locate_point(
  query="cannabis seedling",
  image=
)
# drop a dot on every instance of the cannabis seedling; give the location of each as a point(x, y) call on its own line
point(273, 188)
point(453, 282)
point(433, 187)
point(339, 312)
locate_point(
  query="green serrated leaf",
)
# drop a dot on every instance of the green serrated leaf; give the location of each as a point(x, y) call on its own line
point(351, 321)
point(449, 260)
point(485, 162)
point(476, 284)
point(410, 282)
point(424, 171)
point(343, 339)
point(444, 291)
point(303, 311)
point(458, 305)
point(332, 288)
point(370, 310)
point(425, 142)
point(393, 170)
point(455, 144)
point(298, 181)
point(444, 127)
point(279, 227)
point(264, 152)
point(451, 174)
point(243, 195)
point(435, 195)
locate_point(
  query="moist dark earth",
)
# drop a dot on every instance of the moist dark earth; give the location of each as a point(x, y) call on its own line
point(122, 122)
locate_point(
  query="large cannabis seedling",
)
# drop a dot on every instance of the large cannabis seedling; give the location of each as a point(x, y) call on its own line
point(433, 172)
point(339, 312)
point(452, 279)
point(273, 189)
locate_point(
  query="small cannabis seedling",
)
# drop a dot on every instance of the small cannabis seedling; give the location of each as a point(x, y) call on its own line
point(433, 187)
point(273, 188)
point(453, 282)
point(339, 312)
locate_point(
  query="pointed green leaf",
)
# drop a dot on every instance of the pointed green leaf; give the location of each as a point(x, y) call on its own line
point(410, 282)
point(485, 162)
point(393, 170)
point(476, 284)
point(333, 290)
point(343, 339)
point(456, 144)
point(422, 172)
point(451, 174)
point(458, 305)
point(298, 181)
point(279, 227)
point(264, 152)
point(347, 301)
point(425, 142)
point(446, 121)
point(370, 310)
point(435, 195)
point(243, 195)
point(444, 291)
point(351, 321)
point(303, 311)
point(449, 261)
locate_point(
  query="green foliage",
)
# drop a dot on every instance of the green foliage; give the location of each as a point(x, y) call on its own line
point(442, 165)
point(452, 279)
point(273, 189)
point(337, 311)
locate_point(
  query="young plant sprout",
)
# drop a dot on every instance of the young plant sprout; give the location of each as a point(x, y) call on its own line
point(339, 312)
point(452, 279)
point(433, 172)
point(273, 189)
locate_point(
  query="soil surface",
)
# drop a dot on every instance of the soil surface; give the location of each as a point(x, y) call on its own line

--

### Your assignment
The lines to copy are those in the listing that contain the word "surface".

### Solved exercise
  query="soil surface",
# drop a dot on every instance of the soil surface; give the location of each as a point(x, y) call on its own line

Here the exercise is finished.